This postcard from the early 20th century shows the McLean County Courthouse.

The courthouse's upper stories are reached by a broad white marble stairway. It features bronze fish-scale screens which are decorated with laurel wreaths, the same type of screen closes the rails around the rotunda opening. Inside the rooms are sand cast plaster cornices and a variety of floor finishes which include mosaic, marble and maple. The original stenciling in the rooms has been lost to the past. The three original courtrooms are decorated with frescoes, marble dadoes and scagliola. The original fresco remains in the Stevenson-Ives library. Other notable architectural features include many beveled and leaded glass panels, scagliola door surrounds, solid bronze wall partitions, a number of original bronze, combination gas and electrical light fixtures and marble counters.

===Square===

====Benjamin & Shermerhorn Building====
The Bejamin & Shermerhorn Building was designed by Rudolph Richter and completed in 1857. It is designed in the Italianate Style a has a pressed brick facade, arched windows and a dentil crown.

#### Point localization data
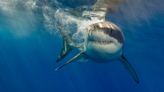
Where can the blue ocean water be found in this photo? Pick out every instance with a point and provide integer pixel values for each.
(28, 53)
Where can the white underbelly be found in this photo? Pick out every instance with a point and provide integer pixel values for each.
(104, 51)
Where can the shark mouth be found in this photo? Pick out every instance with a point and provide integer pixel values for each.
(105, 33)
--
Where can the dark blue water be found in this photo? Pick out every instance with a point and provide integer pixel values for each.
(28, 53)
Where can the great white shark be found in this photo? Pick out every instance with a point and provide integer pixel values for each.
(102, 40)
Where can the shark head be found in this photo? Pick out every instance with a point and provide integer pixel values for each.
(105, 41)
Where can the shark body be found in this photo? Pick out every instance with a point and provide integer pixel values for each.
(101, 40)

#### Aim of the exercise
Please rewrite the courthouse passage starting at "This postcard from" and ending at "and marble counters.", with "laurel wreaths" changed to "oak leaves".

#### Result
This postcard from the early 20th century shows the McLean County Courthouse.

The courthouse's upper stories are reached by a broad white marble stairway. It features bronze fish-scale screens which are decorated with oak leaves, the same type of screen closes the rails around the rotunda opening. Inside the rooms are sand cast plaster cornices and a variety of floor finishes which include mosaic, marble and maple. The original stenciling in the rooms has been lost to the past. The three original courtrooms are decorated with frescoes, marble dadoes and scagliola. The original fresco remains in the Stevenson-Ives library. Other notable architectural features include many beveled and leaded glass panels, scagliola door surrounds, solid bronze wall partitions, a number of original bronze, combination gas and electrical light fixtures and marble counters.